▸ **GIVEN REQUEST**
Rewrite the material below with "each instance" swapped for "every occurrence" everywhere it occurs, leaving all else unchanged.

**** PROVIDED RECORDS ****

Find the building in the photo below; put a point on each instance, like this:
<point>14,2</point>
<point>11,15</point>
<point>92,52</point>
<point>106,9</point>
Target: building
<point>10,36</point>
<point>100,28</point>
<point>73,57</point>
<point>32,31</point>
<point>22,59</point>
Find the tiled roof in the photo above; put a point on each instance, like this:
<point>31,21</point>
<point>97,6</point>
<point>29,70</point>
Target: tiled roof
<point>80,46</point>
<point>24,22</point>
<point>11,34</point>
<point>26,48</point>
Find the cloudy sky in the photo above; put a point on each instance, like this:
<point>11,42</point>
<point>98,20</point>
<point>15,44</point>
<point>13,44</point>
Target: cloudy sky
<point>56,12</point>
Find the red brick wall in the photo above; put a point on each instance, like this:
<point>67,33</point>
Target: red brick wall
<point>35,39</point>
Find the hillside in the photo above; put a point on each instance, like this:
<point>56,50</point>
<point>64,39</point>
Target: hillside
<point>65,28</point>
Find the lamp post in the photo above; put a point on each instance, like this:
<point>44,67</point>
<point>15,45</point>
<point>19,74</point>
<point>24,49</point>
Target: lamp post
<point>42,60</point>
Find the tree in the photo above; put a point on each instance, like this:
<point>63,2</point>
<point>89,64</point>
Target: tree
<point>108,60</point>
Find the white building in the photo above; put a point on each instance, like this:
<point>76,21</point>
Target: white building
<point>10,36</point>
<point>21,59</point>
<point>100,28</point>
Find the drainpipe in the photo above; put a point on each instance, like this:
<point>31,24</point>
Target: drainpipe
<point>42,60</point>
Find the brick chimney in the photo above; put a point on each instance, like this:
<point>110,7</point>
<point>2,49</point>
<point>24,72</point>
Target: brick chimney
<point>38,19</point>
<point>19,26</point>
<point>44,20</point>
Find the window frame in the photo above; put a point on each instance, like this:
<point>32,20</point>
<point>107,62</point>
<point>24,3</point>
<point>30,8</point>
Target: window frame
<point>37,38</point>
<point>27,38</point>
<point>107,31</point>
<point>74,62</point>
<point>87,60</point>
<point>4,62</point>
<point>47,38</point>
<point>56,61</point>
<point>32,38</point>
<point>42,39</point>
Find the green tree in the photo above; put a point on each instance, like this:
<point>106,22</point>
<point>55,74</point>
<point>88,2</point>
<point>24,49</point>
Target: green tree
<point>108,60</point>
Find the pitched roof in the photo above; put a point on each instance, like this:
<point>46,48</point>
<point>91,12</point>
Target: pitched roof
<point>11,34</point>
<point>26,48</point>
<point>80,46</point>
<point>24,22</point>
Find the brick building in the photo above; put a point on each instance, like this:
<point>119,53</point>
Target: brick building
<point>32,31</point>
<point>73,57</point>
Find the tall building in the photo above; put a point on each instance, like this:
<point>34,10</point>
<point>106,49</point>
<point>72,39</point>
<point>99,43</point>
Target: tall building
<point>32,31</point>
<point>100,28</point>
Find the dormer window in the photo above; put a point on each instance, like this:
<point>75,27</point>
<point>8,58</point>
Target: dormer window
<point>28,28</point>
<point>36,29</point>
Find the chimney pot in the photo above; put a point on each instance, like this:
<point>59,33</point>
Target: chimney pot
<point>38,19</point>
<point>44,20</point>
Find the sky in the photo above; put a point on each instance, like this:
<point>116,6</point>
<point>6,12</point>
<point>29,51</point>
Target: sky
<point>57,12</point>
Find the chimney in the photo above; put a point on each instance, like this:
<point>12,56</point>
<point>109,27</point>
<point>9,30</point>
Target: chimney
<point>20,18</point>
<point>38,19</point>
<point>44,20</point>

****

▸ **SOLUTION FOR THIS EXERCISE**
Find the building in the photo below; put a point on every occurrence, like this:
<point>14,2</point>
<point>11,15</point>
<point>92,52</point>
<point>106,9</point>
Target: building
<point>10,36</point>
<point>100,28</point>
<point>73,57</point>
<point>32,31</point>
<point>22,59</point>
Find the tiled roof in the photo above; put a point on every occurrence, like this:
<point>31,21</point>
<point>97,6</point>
<point>29,70</point>
Target: tiled roof
<point>80,46</point>
<point>24,22</point>
<point>11,34</point>
<point>26,48</point>
Find the cloudy sky in the photo above; put a point on every occurrence, like this:
<point>11,42</point>
<point>98,20</point>
<point>15,44</point>
<point>13,44</point>
Target: cloudy sky
<point>56,12</point>
Find the red brick wall in the photo above; put a point on every occurrence, like this:
<point>67,33</point>
Target: red brick wall
<point>35,39</point>
Find the hillside in the photo above; put a point on every occurrence, like this:
<point>56,50</point>
<point>64,39</point>
Target: hillside
<point>65,28</point>
Find the lamp post in the photo above; put a point on every occurrence, like this:
<point>44,67</point>
<point>15,45</point>
<point>19,74</point>
<point>24,49</point>
Target: lamp post
<point>42,60</point>
Find the tree in the photo above; put a point on every occurrence, like this:
<point>63,2</point>
<point>89,64</point>
Target: tree
<point>108,60</point>
Find the white building in the photo above; put a point on every occurrence, like this:
<point>76,21</point>
Target: white building
<point>10,36</point>
<point>21,59</point>
<point>100,28</point>
Find the drainpipe in the photo above; put a point on every occurrence, like this:
<point>31,24</point>
Target: drainpipe
<point>42,60</point>
Find the brick chimney in the photo above; put a point on every occurrence, like this:
<point>110,7</point>
<point>2,49</point>
<point>24,72</point>
Target: brick chimney
<point>38,19</point>
<point>19,26</point>
<point>44,20</point>
Find the window frame in the photo above; put a point on every occurrence, like this:
<point>32,20</point>
<point>107,62</point>
<point>24,3</point>
<point>30,8</point>
Target: window frame
<point>37,38</point>
<point>27,38</point>
<point>107,31</point>
<point>74,62</point>
<point>87,60</point>
<point>4,62</point>
<point>47,38</point>
<point>56,61</point>
<point>32,38</point>
<point>42,39</point>
Find the green tree in the photo above; put a point on every occurrence, like this:
<point>106,22</point>
<point>55,74</point>
<point>88,2</point>
<point>24,49</point>
Target: green tree
<point>108,60</point>
Find the pitched roof in the photo above; put a point on every occurrence, like this:
<point>46,48</point>
<point>91,12</point>
Target: pitched roof
<point>11,34</point>
<point>26,48</point>
<point>80,46</point>
<point>24,22</point>
Find the brick building in the photo above; put a point on every occurrence, like this:
<point>119,53</point>
Target: brick building
<point>32,31</point>
<point>73,57</point>
Find the tall building in the photo above; put a point on every occurrence, like this:
<point>34,10</point>
<point>106,49</point>
<point>72,39</point>
<point>99,43</point>
Target: tall building
<point>32,31</point>
<point>100,28</point>
Find the dormer window in the photo above; put a point on every occurrence, like this:
<point>75,27</point>
<point>8,58</point>
Target: dormer window
<point>28,28</point>
<point>36,29</point>
Find the chimney pot in the photo above; put a point on every occurrence, like this:
<point>59,33</point>
Target: chimney pot
<point>38,19</point>
<point>44,20</point>
Find the sky in the photo above; put a point on every occurrence, like this:
<point>116,6</point>
<point>6,12</point>
<point>29,51</point>
Target: sky
<point>57,12</point>
Find the chimney in the photo above; put a point on every occurrence, like this:
<point>12,56</point>
<point>109,27</point>
<point>9,30</point>
Target: chimney
<point>20,18</point>
<point>38,19</point>
<point>44,20</point>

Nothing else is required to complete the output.